--- START THE RECORDS ---

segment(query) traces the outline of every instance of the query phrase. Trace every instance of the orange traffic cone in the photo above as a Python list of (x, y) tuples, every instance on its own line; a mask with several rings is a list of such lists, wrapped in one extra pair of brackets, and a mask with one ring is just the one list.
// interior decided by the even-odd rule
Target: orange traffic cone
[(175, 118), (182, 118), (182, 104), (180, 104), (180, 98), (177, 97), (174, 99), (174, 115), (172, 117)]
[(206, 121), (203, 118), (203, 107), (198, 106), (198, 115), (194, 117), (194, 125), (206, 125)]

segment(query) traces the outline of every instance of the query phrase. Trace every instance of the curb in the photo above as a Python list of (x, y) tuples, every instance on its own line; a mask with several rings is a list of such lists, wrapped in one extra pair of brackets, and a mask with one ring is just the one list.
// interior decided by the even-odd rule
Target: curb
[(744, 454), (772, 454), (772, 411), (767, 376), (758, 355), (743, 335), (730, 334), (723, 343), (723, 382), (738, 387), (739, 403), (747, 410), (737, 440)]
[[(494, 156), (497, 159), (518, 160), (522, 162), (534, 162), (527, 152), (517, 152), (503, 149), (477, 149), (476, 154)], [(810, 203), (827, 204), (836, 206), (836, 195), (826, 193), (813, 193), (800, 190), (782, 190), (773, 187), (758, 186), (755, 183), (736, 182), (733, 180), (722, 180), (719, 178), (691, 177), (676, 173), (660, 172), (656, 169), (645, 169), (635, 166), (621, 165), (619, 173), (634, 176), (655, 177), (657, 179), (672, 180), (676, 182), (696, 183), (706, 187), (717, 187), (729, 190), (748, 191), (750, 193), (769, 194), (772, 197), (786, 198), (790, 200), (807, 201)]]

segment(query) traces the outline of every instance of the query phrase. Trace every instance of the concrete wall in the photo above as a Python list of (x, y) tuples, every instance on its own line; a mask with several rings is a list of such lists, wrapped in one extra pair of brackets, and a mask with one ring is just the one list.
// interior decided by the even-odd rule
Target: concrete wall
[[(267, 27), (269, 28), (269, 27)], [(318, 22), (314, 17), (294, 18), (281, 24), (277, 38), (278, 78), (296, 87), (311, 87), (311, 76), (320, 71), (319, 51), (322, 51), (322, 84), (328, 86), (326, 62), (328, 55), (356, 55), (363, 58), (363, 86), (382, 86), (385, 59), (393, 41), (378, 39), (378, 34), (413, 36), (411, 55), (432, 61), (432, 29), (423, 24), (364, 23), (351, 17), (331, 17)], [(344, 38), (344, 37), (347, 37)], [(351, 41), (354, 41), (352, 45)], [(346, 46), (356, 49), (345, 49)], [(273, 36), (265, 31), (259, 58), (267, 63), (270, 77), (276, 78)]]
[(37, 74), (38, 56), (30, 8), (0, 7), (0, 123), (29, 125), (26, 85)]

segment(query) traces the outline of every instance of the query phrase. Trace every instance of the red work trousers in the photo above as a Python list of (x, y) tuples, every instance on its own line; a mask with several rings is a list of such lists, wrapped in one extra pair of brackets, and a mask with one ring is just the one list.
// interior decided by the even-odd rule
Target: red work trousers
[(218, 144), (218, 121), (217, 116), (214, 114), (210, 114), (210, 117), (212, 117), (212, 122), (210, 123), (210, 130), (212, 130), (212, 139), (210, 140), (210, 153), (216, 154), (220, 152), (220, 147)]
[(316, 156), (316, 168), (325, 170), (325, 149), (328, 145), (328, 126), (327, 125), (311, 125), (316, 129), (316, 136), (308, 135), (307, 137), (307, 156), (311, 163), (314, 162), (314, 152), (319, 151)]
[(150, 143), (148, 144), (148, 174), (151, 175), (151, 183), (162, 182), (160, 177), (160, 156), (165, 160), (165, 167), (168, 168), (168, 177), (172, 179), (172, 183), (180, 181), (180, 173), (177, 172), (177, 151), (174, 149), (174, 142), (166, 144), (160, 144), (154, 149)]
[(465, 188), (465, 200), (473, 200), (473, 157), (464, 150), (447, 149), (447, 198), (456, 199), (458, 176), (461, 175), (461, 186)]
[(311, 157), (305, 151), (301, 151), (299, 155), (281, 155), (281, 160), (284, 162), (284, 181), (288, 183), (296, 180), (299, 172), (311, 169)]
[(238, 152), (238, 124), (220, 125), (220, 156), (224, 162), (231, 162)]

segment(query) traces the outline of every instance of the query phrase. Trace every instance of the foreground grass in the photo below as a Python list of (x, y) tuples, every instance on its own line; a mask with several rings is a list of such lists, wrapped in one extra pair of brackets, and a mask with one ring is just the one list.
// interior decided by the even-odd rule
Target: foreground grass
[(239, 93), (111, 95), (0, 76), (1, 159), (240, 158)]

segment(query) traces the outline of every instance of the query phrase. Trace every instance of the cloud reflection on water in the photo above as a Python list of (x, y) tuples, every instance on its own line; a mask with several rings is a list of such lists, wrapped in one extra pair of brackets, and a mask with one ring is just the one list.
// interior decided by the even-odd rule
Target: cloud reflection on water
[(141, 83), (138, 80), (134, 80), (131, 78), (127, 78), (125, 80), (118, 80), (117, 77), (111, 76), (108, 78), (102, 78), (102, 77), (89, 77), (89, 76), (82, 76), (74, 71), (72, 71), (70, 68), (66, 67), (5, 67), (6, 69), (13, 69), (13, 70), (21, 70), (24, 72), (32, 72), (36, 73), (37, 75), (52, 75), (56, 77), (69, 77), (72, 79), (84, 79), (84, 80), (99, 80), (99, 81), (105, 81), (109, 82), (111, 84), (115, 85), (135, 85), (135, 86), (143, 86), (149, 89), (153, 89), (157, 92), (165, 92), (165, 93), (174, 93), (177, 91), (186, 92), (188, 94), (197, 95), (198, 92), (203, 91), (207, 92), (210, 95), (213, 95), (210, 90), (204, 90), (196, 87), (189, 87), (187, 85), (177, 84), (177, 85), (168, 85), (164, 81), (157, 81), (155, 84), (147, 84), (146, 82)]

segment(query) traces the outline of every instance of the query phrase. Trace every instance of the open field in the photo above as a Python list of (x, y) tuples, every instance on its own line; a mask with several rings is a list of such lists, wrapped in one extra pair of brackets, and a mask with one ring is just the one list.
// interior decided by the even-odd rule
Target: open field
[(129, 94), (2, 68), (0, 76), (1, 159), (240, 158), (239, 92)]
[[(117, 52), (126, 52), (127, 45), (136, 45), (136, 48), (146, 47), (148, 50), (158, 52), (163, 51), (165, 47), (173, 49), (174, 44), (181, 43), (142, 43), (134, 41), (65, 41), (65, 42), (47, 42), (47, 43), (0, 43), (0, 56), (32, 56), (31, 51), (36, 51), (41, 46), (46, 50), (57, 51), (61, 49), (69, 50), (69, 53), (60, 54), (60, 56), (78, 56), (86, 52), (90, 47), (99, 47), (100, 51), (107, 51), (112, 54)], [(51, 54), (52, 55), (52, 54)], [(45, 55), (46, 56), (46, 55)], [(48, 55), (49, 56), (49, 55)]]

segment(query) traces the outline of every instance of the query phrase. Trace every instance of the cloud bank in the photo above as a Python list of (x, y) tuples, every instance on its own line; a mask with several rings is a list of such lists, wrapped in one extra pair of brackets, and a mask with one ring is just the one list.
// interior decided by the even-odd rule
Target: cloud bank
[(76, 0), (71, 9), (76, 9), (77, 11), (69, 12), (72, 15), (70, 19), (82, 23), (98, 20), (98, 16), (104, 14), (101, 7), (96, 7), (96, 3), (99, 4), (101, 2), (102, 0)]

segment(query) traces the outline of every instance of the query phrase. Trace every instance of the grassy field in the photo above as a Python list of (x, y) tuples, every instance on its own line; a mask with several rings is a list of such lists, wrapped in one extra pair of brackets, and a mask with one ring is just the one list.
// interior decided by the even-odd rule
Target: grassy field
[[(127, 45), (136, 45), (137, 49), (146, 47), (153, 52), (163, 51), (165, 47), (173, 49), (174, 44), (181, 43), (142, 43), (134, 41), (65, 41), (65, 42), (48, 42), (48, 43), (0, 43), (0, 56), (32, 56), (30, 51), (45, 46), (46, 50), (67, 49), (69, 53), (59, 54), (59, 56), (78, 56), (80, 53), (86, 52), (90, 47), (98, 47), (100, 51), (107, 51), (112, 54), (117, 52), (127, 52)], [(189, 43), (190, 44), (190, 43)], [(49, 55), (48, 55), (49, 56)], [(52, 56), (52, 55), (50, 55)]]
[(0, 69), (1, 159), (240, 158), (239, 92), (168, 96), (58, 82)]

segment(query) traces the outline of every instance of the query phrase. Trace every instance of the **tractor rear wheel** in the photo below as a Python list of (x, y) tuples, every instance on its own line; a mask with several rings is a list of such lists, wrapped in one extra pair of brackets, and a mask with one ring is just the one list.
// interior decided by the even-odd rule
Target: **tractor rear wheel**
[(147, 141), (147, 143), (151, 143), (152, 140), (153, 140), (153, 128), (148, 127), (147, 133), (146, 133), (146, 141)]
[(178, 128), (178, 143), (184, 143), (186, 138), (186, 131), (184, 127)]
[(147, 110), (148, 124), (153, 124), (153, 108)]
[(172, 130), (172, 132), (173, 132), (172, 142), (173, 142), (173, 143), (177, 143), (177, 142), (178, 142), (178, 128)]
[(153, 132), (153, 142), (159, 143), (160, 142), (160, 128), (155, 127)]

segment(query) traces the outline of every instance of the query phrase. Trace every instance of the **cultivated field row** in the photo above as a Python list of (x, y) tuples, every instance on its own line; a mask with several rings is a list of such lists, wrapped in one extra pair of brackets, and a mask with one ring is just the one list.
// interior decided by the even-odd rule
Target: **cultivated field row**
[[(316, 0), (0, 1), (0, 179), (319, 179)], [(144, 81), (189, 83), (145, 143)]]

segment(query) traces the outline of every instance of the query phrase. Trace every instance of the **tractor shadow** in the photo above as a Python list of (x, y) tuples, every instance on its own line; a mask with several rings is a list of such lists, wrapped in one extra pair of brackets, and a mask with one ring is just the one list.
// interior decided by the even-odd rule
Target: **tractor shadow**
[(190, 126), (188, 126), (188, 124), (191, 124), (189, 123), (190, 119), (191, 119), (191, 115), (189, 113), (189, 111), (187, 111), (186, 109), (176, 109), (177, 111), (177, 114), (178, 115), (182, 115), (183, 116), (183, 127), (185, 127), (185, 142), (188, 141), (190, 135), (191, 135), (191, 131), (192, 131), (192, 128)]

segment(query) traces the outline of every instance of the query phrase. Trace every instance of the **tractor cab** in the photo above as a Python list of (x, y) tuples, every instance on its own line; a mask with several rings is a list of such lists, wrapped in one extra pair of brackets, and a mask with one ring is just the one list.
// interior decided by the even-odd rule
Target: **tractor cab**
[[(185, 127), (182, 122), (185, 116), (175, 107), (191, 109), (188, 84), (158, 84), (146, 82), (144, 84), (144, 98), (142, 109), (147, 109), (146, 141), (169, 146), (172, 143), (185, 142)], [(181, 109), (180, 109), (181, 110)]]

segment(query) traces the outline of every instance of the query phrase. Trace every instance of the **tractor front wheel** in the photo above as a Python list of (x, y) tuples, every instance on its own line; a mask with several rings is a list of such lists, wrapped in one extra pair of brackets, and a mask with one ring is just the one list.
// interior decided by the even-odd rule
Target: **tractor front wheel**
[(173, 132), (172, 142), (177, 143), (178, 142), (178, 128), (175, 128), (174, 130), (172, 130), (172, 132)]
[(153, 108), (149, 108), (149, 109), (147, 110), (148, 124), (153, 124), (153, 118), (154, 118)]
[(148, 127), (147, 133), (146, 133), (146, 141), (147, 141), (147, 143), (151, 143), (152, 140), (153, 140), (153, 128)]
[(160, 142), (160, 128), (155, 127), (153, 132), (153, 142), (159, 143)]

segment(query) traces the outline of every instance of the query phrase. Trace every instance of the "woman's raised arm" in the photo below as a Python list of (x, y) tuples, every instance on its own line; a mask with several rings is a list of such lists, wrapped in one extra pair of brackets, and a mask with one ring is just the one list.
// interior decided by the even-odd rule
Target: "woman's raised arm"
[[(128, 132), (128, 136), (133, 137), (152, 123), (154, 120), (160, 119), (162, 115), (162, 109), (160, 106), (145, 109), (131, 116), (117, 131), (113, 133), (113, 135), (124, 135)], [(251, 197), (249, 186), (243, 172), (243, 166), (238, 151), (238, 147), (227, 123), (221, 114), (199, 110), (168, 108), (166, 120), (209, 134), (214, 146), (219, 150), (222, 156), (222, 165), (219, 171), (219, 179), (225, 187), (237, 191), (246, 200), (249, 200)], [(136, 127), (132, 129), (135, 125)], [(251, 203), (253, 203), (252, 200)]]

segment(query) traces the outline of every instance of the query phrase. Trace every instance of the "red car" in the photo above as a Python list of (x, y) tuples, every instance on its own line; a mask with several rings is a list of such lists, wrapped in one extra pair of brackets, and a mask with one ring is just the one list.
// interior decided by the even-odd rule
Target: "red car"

--- END THE RECORDS ---

• GOAL
Can you reproduce the data from the line with "the **tractor rear" up to and including the line with "83), (145, 143)]]", swapping in "plowed field row" wherever "cultivated field row" appears and leaving everything else unchanged?

• OUTPUT FOR THIS EXERCISE
segment(query) traces the outline of every instance of the query phrase. Trace every instance of the **tractor rear wheel** in the photo below as a Python list of (x, y) tuples, every instance on its own line; a mask with several rings is a list of such lists, wrapped in one extra pair of brackets, and a mask with one ring is just the one list.
// interior decided by the even-odd rule
Target: **tractor rear wheel**
[(147, 141), (147, 143), (151, 143), (152, 140), (153, 140), (153, 128), (148, 127), (147, 133), (146, 133), (146, 141)]
[(178, 128), (178, 143), (184, 143), (186, 138), (186, 131), (184, 127)]
[(147, 110), (148, 124), (153, 124), (153, 108)]
[(172, 130), (172, 132), (173, 132), (172, 142), (173, 142), (173, 143), (177, 143), (177, 142), (178, 142), (178, 128)]
[(153, 132), (153, 142), (159, 143), (160, 142), (160, 128), (155, 127)]

segment(query) traces the outline of every instance of the query phrase. Trace every instance of the **plowed field row** in the photo above as a Python list of (x, y) tuples, every instance on its own line; a mask with several rings is a list of such lists, wrapped in one extra pair of brackets, and a mask with one ring is just the one list.
// interior decided by the even-odd rule
Target: **plowed field row**
[[(316, 0), (0, 1), (0, 179), (319, 179)], [(144, 81), (189, 83), (145, 143)]]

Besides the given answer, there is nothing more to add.